(Part of a data file)

------------------------------

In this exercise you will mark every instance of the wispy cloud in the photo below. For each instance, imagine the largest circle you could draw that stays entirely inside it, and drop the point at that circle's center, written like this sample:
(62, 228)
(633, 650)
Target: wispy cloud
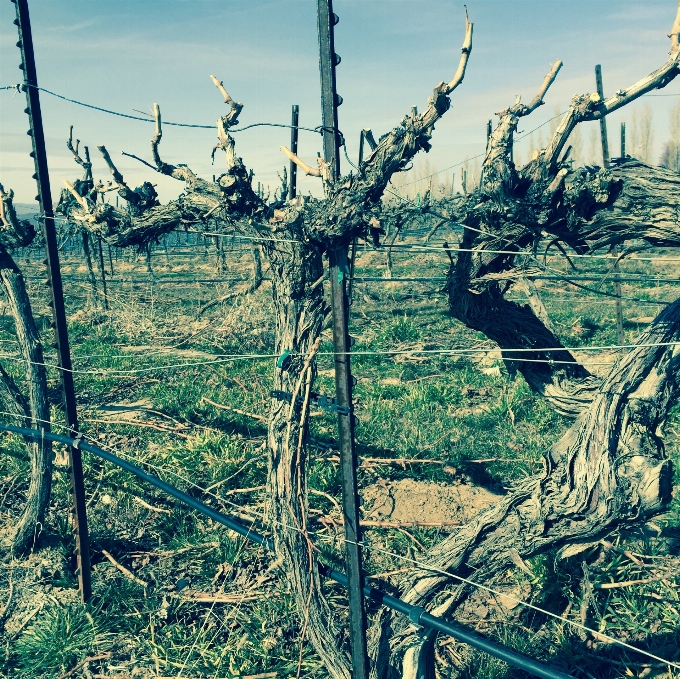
(74, 27)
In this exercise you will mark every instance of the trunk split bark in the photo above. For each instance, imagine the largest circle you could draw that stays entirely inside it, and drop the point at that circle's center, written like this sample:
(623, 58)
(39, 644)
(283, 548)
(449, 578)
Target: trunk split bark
(35, 409)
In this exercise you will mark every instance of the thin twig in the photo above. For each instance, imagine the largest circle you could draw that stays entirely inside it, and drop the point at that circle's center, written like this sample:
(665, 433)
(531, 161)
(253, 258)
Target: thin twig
(127, 573)
(262, 418)
(102, 656)
(151, 507)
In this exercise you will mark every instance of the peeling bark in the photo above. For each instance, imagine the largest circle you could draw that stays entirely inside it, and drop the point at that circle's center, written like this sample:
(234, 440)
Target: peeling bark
(609, 468)
(34, 410)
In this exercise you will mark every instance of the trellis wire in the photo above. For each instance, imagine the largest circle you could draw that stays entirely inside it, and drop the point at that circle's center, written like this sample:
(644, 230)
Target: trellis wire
(249, 534)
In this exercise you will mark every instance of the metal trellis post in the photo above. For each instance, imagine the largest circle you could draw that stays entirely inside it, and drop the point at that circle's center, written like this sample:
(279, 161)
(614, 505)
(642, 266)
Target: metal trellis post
(54, 282)
(292, 191)
(339, 269)
(603, 120)
(606, 163)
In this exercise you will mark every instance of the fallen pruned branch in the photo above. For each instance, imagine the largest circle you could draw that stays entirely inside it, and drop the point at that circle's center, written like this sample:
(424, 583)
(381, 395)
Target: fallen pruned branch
(127, 573)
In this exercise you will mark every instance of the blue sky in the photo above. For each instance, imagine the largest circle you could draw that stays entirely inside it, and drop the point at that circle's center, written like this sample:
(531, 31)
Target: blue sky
(126, 55)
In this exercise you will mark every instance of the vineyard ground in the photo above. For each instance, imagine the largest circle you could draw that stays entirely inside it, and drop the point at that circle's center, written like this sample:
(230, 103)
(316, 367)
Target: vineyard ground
(439, 436)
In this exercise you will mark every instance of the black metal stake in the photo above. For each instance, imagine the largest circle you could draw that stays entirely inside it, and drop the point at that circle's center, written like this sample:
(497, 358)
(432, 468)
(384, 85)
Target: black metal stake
(341, 340)
(623, 140)
(417, 615)
(44, 197)
(606, 163)
(603, 120)
(292, 191)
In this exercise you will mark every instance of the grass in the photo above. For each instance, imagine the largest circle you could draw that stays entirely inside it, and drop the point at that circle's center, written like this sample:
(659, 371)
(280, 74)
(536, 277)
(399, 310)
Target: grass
(445, 408)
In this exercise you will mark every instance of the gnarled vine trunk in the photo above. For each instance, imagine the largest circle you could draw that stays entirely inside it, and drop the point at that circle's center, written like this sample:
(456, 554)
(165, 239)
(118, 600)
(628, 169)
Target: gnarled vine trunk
(609, 468)
(34, 410)
(297, 275)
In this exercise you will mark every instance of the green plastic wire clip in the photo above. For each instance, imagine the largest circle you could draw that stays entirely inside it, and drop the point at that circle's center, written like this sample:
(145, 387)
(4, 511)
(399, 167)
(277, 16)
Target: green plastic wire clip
(284, 360)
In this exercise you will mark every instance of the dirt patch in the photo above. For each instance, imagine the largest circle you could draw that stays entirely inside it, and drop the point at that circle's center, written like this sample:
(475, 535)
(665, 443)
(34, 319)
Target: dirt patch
(409, 500)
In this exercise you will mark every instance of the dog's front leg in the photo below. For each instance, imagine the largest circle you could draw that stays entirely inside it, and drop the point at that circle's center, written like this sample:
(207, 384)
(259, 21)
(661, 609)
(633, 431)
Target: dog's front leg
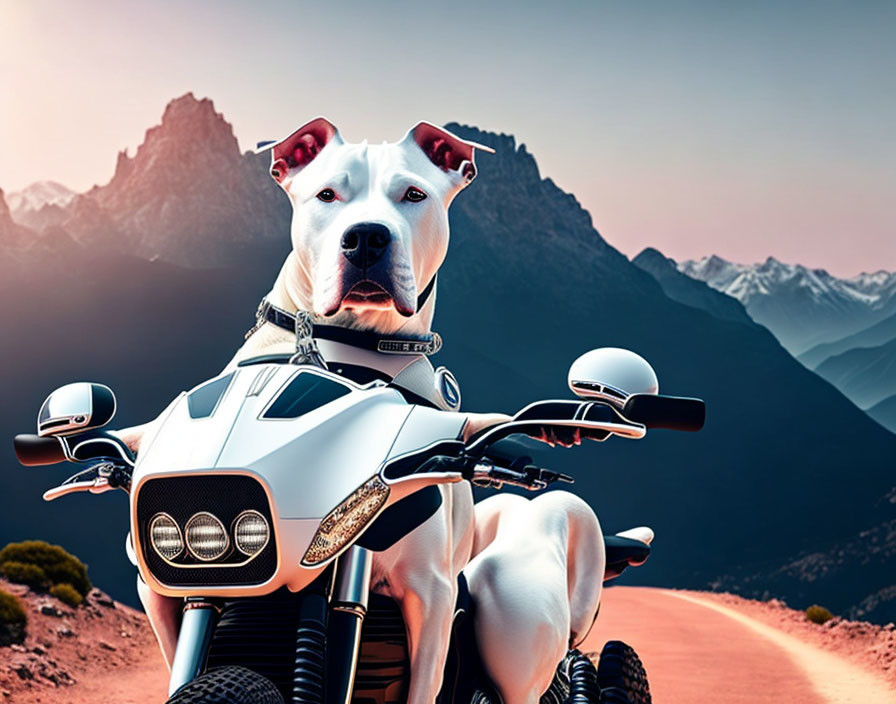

------------------------------

Direction
Write out every line of the records above without changing anything. Leave the pictures out of your answer.

Result
In this exercise you will mark every instance of the wispy cloud in the photo below. For each instance, imagine the largest circle you could draw that stays entirely inside it, and drop the point at that circle's center, written like this sample:
(62, 228)
(633, 650)
Target: wispy cloud
(74, 27)
In this exercise you will mark every instance of the trunk split bark in the photo above. For each instance, imagine the largest circle you could draw that stays entirely inside it, and drop the point at that circle's center, written like this sample:
(623, 58)
(39, 644)
(283, 548)
(449, 578)
Target: trunk split bark
(35, 409)
In this exercise you will mark every instance of the thin twig in the photo above. For each instance, imagine the largest circle you could draw that stays entirely inside it, and drop the point at that circle's center, written like this sample:
(665, 433)
(531, 161)
(253, 258)
Target: thin twig
(127, 573)
(262, 418)
(102, 656)
(151, 507)
In this exercise you will mark every instance of the peeling bark in the photo above. For each instance, imagine the largest circle you could draw that stays entirely inside it, and drop the point at that circle's center, written like this sample:
(234, 440)
Target: peeling bark
(609, 468)
(34, 410)
In this exercise you will mark every instance of the trellis wire in the photo above. For each instance, imagine the largest circle you could draw that stays entirely inside it, and drop the point at that circle's center, written like this sample:
(644, 230)
Target: trellis wire
(249, 534)
In this exercise you will mark every instance of the metal trellis post in the photo above. For each instance, imagine the largest circle you could draw that stays entirely inside it, and drop the point at that circle's center, written like this sample:
(279, 161)
(614, 505)
(642, 266)
Target: metal trellis post
(54, 282)
(292, 191)
(339, 269)
(603, 120)
(606, 163)
In this exercise you will mark every instance of the fallen pruned branch in the photo above. For each instance, imagine the largest circle you could draw that stays entirely inside it, and drop the point at that circle's center, written like this sample:
(424, 583)
(381, 395)
Target: fallen pruned branch
(127, 573)
In this exercise you will mark every instance of the blue sky in the photo above. For each instance, imagine the largest circle you could draw that stays entirely inside it, and drop the point at that circle's center, written like this sample:
(531, 31)
Target: blue sky
(126, 55)
In this exercise you will mark every instance of the vineyard ground in the photo above. For each instance, imagine the largest circle you could draw that stays entirely inside it, and drop the point at that circle's center, written like this sample:
(230, 103)
(316, 367)
Target: vineyard ground
(439, 436)
In this exercise you will mark every instance of the black metal stake in the photo above. For each instance, imagine the largest circle you could draw that stays entirely inside it, and drop the point at that circle's center, written like this sample:
(497, 358)
(432, 468)
(384, 85)
Target: black metal stake
(341, 340)
(623, 140)
(417, 615)
(44, 197)
(606, 163)
(603, 120)
(292, 191)
In this exercise you will mark every instance of the grass in the photo above. For each instance, imagine the largest circle you could draw that stays entirely inside it, and drop the point at that circle's center, written like this sample:
(659, 371)
(280, 74)
(536, 277)
(399, 310)
Target: grass
(445, 408)
In this exercise you will mark every instance of the gnarled vine trunk in the photo above. For each instance, imagine the largest circle you could draw that stays entirely inside it, and drop the point at that circle's center, written like this sample:
(456, 554)
(165, 239)
(118, 600)
(628, 169)
Target: gnarled vine trunk
(609, 468)
(34, 410)
(297, 275)
In this exercise you will mark every instance of the green plastic wire clip in the photo above. For each instance, imagine the largest circle you could draw that stays entirely inside it, and drop the point at that circle's center, written like this sample:
(145, 387)
(4, 511)
(399, 167)
(277, 16)
Target: green plastic wire clip
(284, 360)
In this exercise you will mark every instance of the dirt patch in the photo above. For each instance, imagine the largest circle you could draw that stays entirely inside it, and drop the point at that circle's center, written like this sample:
(475, 535)
(665, 443)
(34, 319)
Target: dirt patch
(409, 500)
In this exercise you will mark every instance of the dog's front leg in the photo below. For each instance, imagine the largest circle you could draw that stays entirely inside it, and drop the point at that circle's center, written like this sample:
(207, 384)
(259, 21)
(661, 609)
(633, 431)
Target: dog's front leg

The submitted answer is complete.